**EJERCICIO ESCRITO 1:**
Responde estas preguntas sobre el texto del documental y la subjetividad:
(a) ¿En qué libro escribe Beatriz Sarlo las palabras citadas?
(b) ¿Dónde se hizo la segunda versión de la Semana de la Memoria?
(c) ¿Quiénes hicieron el documental Impunity?
**EJERCICIO ESCRITO 2:** Retoma el texto del documental y la subjetividad y sigue escribiéndolo a partir de su última oración.

**FRAGMENTO ELEGIDO:**
-- -- --

Arcadi Espada, Periodismo prático, pg. 18
No, nunca la objetividad fue tan quimérica como en los tiempos que corren, aunque haya quienes crean, como el gran Arcadi Espada, que el periodismo es la ciencia de los hechos y que las noticias pueden ser tratadas "técnica, fría, objetivamente". O que el trabajo intelectual, incluso en los lindes de las ciencias sociales, puede ser concreto y formar parte de los "contenidos objetivos" que convenimos en llamar realidad, como pensaban Benjamin o Popper: aunque los resultados no sean objetivos sensu strictu, el método sí puede serlo.
El documental contemporáneo, que pregona su desmarcación del periodismo, es una fiesta de la subjetividad. No vale la pena discutir ya la legítima subjetividad de quien filma, que se expresa a veces sin disimulo mediante un yo biográfico (Alan Berliner o Agnès Varda) o persuasivo (Michael Moore), o a veces simplemente en el recorte que hace del mundo con fines narrativos. Más interesante y complejo, y asimismo a la orden del día, es pensar cómo el documental configura subjetividades e inventa y define nuevos sujetos políticos.
"Se ha restaurado la razón del sujeto -escribe Beatriz Sarlo en Tiempo pasado-, que fue, hace décadas, mera 'ideología' o 'falsa conciencia', es decir, discurso que encubría ese depósito oscuro de impulsos o mandatos que el sujeto necesariamente ignoraba. En consecuencia, la historia oral y el testimonio han devuelto la confianza a esa primera persona que narra su vida (privada, pública, afectiva, política), para conservar el recuerdo o para reparar una identidad lastimada".
La producción cultural colombiana está inserta, aquí y ahora, en esta peligrosa circunstancia. Una profusa literatura testimonial nos enfrenta a una polifonía de voces y acentos sobre distintos tipos de experiencias que cabalgan entre lo público y lo privado, la televisión y las redes sociales han cooptado la esfera íntima, el arte se vuelve confesional. Y el documental, que es lo que aquí interesa, aprovecha ese río revuelto para posicionar unas agendas ciudadanas sin escapar a las trampas que implica su condición de mediador.
Tal vez incluso sea ambicioso o ingenuo hablar de agendas ciudadanas, sin poner en la balanza otras agendas, no necesariamente coincidentes: las agendas mediáticas, por ejemplo, las de los productores culturales, o las de las ong's, o las del poder (económico, político) a secas, en fin, la tupida malla de intermediarios a través de los cuales se tramitan y posicionan los discursos en la esfera pública.
El éxito de eventos como la Semana de la Memoria, cuya segunda versión se realizó entre la semana pasada y la actual en la Cinemateca Distrital, el estreno reciente en la Universidad Nacional del documental rodado en Colombia El hombre de las serpientes de Eric Flandin, o la clamorosa convocatoria que logró la Universidad Central el lunes pasado para la primera proyección en el país de Impunity (el premiado documental* de Juan José Lozano y Hollman Morris sobre el proceso de Justicia y Paz), revela al mismo tiempo esperanzas y fisuras. ¿Se está subitamente conformando un tejido social, algo equivalente a una movilización ciudadana en torno a la memoria? Y si es así, ¿desde dónde? ¿Cuál es el discurso que centraliza este reclamo? ¿Y quién se aprovechará de su fuerza emergente?

-- -- --

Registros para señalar
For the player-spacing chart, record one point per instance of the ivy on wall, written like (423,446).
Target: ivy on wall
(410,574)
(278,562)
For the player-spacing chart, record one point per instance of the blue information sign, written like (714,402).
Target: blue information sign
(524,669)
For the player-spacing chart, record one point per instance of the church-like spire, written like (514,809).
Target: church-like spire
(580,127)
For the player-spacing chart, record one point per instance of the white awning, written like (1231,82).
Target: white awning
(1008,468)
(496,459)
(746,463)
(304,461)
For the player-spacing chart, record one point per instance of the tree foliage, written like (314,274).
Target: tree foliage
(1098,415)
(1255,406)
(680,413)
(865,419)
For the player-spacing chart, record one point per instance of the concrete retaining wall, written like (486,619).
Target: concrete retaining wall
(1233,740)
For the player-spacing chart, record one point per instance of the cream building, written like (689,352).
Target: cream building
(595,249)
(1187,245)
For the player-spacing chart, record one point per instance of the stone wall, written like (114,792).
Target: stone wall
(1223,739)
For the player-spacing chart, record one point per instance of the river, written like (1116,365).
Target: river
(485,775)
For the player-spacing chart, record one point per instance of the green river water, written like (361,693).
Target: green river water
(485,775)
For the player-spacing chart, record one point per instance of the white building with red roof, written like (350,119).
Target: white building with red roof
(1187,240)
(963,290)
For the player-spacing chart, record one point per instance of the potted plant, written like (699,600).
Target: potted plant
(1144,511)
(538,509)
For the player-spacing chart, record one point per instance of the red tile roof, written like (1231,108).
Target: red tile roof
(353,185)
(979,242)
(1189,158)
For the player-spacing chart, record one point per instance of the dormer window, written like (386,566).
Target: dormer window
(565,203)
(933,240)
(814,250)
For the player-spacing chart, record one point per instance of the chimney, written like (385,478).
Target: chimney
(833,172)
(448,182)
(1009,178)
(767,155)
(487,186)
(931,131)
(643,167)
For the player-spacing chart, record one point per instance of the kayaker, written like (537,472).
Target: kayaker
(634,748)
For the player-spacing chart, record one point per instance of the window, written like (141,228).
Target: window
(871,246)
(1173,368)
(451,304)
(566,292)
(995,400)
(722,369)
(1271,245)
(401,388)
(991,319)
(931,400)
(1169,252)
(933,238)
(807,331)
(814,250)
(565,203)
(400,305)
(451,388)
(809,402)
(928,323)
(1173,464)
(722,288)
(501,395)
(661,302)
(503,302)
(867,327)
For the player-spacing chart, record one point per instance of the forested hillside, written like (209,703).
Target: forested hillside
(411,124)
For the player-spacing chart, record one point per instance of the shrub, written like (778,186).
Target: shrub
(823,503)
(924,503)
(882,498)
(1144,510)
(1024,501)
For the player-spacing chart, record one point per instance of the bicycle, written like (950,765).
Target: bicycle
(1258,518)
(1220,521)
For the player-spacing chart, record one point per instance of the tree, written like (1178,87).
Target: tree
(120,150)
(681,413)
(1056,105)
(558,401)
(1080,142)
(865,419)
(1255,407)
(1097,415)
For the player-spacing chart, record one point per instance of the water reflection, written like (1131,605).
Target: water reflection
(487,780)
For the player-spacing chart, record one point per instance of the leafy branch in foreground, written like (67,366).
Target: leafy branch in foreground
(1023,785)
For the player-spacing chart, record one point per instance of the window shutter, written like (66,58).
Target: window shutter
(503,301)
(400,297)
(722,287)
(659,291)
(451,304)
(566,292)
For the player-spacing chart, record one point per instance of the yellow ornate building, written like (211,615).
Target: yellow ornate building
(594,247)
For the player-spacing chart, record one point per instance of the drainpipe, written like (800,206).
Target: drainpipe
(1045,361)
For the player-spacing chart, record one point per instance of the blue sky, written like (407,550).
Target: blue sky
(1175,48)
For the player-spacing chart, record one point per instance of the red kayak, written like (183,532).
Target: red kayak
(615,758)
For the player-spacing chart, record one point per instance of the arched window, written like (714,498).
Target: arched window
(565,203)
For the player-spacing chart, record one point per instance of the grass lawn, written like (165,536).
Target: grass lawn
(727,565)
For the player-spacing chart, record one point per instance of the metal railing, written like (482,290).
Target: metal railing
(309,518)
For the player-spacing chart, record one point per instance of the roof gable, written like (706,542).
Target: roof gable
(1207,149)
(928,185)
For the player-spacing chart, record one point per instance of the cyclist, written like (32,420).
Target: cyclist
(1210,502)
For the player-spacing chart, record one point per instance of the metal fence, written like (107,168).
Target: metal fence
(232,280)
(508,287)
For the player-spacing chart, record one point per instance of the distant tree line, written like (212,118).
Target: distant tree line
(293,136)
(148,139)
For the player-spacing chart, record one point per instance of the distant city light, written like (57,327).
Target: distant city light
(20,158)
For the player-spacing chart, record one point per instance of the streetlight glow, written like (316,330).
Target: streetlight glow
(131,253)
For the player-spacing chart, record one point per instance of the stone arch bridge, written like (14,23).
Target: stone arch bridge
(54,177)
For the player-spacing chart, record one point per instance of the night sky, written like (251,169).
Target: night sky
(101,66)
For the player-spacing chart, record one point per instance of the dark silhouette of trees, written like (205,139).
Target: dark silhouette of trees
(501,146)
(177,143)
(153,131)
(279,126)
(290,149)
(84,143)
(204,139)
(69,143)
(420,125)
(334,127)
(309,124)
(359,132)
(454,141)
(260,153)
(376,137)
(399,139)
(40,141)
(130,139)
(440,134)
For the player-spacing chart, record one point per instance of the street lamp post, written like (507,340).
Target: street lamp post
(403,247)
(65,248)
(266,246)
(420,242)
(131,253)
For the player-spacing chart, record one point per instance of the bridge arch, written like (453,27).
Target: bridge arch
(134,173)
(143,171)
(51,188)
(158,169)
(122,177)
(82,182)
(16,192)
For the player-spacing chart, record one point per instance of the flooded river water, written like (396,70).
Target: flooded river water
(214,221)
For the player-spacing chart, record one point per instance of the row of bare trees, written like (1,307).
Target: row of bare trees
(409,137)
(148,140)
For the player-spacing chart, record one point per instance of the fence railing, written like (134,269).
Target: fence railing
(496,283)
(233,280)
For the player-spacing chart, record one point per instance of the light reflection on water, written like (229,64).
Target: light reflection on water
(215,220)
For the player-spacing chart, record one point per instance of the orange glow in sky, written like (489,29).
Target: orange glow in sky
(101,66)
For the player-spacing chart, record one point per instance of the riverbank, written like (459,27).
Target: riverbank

-- -- --

**RESPUESTA 1:**
(a) En Tiempo pasado.
(b) En la Cinemateca Distrital.
(c) Juan José Lozano y Hollman Morris.

**RESPUESTA 2:**
¿Los indignados somos más?
El martes pasado en el programa de debates radiales Hora 20, de Caracol, los panelistas se preguntaban por qué Colombia, a pesar de su tormentosa historia reciente, es una sociedad reacia a protestar o a darle curso a su malestar (en el caso de que lo haya) por vías pacíficas y, por otra parte, garantizadas constitucionalmente. María Jimena Duzán habló entonces de la estigmatización de la protesta y situó sus causas precisamente en los vaivenes del largo conflicto armado colombiano. La protesta ciudadana, los paros, la sindicalización de trabajadores y la protesta laboral y las marchas (salvo aquellas que han sido bendecidas instucionalmente como la marcha del 4 de febrero de 2008 contra las FARC) han sido estigmatizadas como de izquierda y por contigüidad semántica asociadas a la subversión armada. Otro panelista habló de la polarización de la sociedad colombiana entre uribistas y antiuribistas, sin términos medios ni escenarios posibles de negociación.
Definirse como uribista o antiuribista evita cosas tan simples para la movilización social como tener una conciencia de clase o jerarquizar racional (no emocionalmente) los intereses colectivos. El genio político de Uribe probablemente haya consistido en concentrar las energías sociales en torno a su figura mesianica o en contra de ella (que es el reverso de la misma forma de caudillismo), debilitar los partidos y anular las interferencias institucionales mediante esa incesante y tramposa comunicación directa con el pueblo que caracterizó su ejercicio de poder.
Las reacciones más inmediatas que produjo la exhibición de Impunity el lunes pasado revelaron esa penosa simplificación de la política colombiana, la intercambiabilidad de causas y consecuencias y la memoria de corto plazo que hace posible personalizar responsabilidades (no digo que no las haya) y no hacer el esfuerzo de situar el conflicto en la condición que lo hace más devastador: su larga duración. Al final, la indignación que se hizo oir en la sala tuvo un único acento antiuribista, con reclamos de que el energúmeno ex presidente fuera llevado de inmediato a la Corte Penal Internacional y el consabido corrillo de "Uribe paraco".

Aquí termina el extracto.